## Source text
• • • •

Thrifty Thurston Saves on Safety Prep

River Flooding
Floods are among the most frequent and costly natural disasters. Talk with your family about what to do if a flood watch or warning is issued. Photo courtesy: Thurston County Emergency Management

Natural and man-made disasters can strike at any time. It’s important to have a planned response at home or on the road. Summer is the perfect time to brush up on home safety plans, check for dangers around the house, and learn about potential hazards. Stay safe at home and in the car with free and low-cost local resources.

Thurston County Emergency Management offers several free resources for citizens who want to prepare for emergencies. The Thurston Community Alert warns subscribers of potential hazards in the area.

The agency also has public education programs with presentations on preparedness for neighborhoods, organizations, and other groups. Emphasizing “Make a Plan, Have a Kit, Get Involved,” these presentations are open to households for free with a minimum of eight people present.

There is also “Firewise, How to Prepare Your Home,” a program about home ignition zones. Learn how to create a defensible space and reducing the fuels around homes to significantly reduce the chance of embers igniting anything within that ignition zone.

• • • •

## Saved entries
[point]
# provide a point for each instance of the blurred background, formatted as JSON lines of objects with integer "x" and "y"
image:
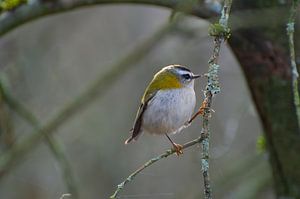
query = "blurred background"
{"x": 48, "y": 62}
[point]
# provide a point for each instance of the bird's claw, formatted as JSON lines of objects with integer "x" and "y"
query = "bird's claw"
{"x": 178, "y": 149}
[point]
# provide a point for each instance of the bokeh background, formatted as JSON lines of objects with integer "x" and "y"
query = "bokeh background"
{"x": 48, "y": 62}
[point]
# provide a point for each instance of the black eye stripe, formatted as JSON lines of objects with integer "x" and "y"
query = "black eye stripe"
{"x": 186, "y": 76}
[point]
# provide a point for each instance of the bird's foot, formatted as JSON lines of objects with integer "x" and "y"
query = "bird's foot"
{"x": 178, "y": 149}
{"x": 201, "y": 110}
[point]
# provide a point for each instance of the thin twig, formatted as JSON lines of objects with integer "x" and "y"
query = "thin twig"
{"x": 220, "y": 32}
{"x": 54, "y": 146}
{"x": 290, "y": 29}
{"x": 96, "y": 89}
{"x": 37, "y": 9}
{"x": 152, "y": 161}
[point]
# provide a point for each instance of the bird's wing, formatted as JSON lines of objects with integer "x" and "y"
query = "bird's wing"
{"x": 136, "y": 130}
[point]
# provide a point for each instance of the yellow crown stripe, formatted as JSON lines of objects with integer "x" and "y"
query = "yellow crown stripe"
{"x": 163, "y": 80}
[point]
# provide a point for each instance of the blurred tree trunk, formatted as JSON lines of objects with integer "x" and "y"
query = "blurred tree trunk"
{"x": 263, "y": 56}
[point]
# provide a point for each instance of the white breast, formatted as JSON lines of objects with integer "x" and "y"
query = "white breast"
{"x": 169, "y": 110}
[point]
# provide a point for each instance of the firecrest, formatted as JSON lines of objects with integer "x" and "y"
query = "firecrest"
{"x": 167, "y": 104}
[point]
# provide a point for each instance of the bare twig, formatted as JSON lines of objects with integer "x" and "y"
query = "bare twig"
{"x": 220, "y": 32}
{"x": 54, "y": 146}
{"x": 96, "y": 89}
{"x": 290, "y": 32}
{"x": 152, "y": 161}
{"x": 36, "y": 9}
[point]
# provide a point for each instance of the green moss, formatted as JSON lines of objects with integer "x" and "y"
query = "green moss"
{"x": 217, "y": 30}
{"x": 261, "y": 144}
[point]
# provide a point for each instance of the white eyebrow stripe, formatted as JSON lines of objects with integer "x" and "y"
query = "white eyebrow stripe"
{"x": 182, "y": 72}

• • • •

## Work request A
What three actions make up the slogan that the public education presentations emphasize in the emergency preparedness article?
## Work request B
Write the next part of the article on emergency preparedness in Thurston County, picking up after its last sentence.

## Exercise result A
Make a Plan
Have a Kit
Get Involved

## Exercise result B
Thurston County Emergency Management is hosting a two-day Home Ignition Zone training on October 2 and 3. They encourage homeowner groups, builders, planners, and even citizens to come and share the information with their neighbors. For more information contact Sonya Kroese at

Fire in Thurston County
Wildfires can occur at any time of year, but the potential is always
higher during periods with little or no rain. Wildfires spread rapidly. Be sure to follow all burn bans and restrictions. Photo courtesy: Thurston County Emergency Management

For fire safety inside the home, many fire departments will help with testing and installation for smoke detectors. Lacey Fire District is available to check smoke detectors for proper operation, identify appropriate mounting locations, assist with installation, and replace batteries when needed, at no charge.

For citizens who can service their smoke detectors themselves, remember to test smoke detectors at least once a month and clean them once per year with a vacuum. Also, smoke detectors need replacing at least once every 10 years, including hard-wired smoke detectors. Place a smoke detector in every bedroom, in the living room, and hallways. Keep fire extinguishers in fire-prone areas such as the kitchen, the garage, and car.

In the car is another place for safety awareness. For younger kids, proper car seat installation and use are very important. Car seat checks are available at the Lacey Fire Department District Headquarters on the third Tuesday of each month from 11:00 a.m. to 1:00 p.m. Thurston County Sheriff’s Office has inspection times the second Saturday of the month from 10:00 a.m. to 4:00 p.m. Tumwater Fire Department’s inspection times are the first Tuesday of the month from 1:30 to 3:30 p.m.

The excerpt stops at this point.